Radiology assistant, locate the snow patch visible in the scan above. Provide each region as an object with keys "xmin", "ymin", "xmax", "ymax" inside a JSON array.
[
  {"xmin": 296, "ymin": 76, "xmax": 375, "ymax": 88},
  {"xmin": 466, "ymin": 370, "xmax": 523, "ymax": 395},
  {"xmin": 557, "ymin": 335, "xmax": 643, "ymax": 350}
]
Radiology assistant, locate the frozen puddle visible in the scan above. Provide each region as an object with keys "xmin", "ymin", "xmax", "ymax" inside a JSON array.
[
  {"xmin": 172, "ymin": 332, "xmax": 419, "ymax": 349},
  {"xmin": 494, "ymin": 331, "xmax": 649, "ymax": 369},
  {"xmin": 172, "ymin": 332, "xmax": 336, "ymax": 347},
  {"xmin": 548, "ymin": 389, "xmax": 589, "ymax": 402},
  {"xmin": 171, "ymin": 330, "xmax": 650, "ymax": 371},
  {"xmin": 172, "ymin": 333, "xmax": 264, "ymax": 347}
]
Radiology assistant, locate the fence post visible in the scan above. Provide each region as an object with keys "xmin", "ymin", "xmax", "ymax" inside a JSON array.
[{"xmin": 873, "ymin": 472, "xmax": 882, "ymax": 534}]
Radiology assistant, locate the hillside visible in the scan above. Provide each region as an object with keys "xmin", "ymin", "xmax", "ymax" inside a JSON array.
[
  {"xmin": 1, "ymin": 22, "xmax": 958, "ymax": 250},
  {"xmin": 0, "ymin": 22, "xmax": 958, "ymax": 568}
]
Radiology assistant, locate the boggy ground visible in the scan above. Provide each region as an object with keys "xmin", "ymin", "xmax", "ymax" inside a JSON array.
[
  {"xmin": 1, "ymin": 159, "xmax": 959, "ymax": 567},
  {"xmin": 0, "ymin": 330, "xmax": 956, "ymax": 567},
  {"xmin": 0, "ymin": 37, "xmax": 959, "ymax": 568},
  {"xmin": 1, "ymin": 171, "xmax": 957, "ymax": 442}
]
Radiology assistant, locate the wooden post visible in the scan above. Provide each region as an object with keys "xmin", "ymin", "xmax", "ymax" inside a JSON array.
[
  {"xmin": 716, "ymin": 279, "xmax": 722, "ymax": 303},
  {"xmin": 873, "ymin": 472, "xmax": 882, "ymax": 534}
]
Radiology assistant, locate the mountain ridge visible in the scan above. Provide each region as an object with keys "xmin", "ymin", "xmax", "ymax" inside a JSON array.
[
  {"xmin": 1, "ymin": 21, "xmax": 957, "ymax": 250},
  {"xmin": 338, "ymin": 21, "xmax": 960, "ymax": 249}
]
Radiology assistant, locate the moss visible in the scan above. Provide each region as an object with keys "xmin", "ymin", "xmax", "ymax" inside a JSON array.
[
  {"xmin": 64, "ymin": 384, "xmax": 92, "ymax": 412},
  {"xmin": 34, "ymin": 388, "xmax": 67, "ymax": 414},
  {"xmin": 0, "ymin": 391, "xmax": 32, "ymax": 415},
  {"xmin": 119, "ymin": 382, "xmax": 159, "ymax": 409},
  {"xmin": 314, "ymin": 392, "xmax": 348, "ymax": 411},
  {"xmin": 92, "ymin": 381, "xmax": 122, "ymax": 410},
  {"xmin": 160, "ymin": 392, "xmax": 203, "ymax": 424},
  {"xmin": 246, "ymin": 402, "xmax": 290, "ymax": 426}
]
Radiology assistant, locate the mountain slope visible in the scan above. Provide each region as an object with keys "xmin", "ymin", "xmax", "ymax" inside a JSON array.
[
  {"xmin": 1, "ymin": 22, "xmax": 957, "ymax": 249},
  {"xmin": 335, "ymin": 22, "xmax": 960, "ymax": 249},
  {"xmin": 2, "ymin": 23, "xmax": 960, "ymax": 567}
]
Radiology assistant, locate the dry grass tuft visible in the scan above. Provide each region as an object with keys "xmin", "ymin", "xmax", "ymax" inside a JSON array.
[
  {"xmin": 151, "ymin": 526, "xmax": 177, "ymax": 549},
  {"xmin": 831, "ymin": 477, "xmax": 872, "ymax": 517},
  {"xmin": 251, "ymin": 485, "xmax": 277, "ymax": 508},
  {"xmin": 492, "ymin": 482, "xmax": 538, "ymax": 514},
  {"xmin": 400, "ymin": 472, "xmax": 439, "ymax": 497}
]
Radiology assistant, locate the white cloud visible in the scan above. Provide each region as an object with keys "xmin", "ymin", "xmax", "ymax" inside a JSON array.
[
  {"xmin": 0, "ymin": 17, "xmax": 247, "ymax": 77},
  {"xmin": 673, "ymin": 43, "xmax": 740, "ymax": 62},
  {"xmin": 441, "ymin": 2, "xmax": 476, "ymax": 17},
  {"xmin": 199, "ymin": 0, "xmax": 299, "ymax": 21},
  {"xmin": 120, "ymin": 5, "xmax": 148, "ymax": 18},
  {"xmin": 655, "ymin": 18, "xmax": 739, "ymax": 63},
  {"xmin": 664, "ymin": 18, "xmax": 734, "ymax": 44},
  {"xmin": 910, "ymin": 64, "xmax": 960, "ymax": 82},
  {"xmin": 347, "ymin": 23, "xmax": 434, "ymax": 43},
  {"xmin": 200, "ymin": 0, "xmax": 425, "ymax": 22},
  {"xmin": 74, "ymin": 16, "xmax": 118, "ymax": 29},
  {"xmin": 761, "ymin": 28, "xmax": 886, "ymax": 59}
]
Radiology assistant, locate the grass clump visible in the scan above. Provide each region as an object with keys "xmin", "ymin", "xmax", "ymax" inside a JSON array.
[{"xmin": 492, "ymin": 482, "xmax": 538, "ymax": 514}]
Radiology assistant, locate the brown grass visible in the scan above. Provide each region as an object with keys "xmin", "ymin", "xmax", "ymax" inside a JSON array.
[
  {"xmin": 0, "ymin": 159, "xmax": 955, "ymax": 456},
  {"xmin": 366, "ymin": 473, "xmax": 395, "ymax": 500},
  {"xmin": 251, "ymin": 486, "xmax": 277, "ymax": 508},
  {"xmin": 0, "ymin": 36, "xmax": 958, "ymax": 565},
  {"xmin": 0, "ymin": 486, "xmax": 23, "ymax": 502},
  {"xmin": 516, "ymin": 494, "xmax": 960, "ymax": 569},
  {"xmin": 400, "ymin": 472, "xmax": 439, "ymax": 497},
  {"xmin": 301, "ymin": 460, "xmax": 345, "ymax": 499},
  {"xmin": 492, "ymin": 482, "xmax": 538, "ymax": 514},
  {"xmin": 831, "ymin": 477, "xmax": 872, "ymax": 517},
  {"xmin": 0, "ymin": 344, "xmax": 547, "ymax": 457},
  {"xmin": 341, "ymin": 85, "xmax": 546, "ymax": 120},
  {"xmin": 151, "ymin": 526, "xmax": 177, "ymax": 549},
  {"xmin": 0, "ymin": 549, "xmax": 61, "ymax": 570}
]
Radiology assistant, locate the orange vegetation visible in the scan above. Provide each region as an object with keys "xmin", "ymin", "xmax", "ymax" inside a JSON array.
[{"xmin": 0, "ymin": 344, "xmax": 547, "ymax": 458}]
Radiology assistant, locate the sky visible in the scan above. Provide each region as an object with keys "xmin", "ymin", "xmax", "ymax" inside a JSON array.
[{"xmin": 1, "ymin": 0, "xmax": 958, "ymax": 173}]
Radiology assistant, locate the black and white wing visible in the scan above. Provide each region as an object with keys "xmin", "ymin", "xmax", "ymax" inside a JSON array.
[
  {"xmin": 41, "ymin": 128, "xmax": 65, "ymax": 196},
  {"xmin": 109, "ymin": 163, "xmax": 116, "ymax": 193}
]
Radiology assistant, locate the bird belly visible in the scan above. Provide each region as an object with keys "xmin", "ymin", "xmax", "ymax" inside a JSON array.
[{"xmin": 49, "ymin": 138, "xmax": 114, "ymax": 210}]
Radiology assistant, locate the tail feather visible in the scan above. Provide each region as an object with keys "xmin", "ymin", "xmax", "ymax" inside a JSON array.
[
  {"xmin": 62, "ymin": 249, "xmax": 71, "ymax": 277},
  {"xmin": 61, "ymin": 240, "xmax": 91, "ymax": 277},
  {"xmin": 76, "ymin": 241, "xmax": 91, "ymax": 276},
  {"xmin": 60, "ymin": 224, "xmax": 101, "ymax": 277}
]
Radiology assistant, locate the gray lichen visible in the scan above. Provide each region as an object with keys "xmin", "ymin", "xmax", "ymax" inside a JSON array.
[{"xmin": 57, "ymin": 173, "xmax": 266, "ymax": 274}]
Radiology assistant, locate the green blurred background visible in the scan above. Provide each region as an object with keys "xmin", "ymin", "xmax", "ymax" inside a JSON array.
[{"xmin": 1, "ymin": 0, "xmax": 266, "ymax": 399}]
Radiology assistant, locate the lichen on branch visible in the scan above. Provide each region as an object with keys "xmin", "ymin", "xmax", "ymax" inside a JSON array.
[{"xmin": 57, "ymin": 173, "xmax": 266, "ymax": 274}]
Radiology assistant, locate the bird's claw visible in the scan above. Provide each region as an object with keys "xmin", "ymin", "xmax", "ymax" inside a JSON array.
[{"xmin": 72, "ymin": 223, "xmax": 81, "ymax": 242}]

◇ ◇ ◇

TASK DIRECTIONS —
Only a word-for-word repetition of the lines from the one containing "Radiology assistant, locate the lichen" to the final line of the data above counts as the answer.

WRITTEN SOLUTION —
Radiology assistant, locate the lichen on branch visible in the scan above. Provide each region as an object with keys "xmin", "ymin", "xmax", "ymax" inside a JSON array.
[{"xmin": 57, "ymin": 173, "xmax": 266, "ymax": 274}]
Radiology assistant, locate the bird's claw visible in the scan above. Provide each region as an object with keys "xmin", "ymin", "xmax", "ymax" inside a JSON array.
[{"xmin": 72, "ymin": 223, "xmax": 81, "ymax": 242}]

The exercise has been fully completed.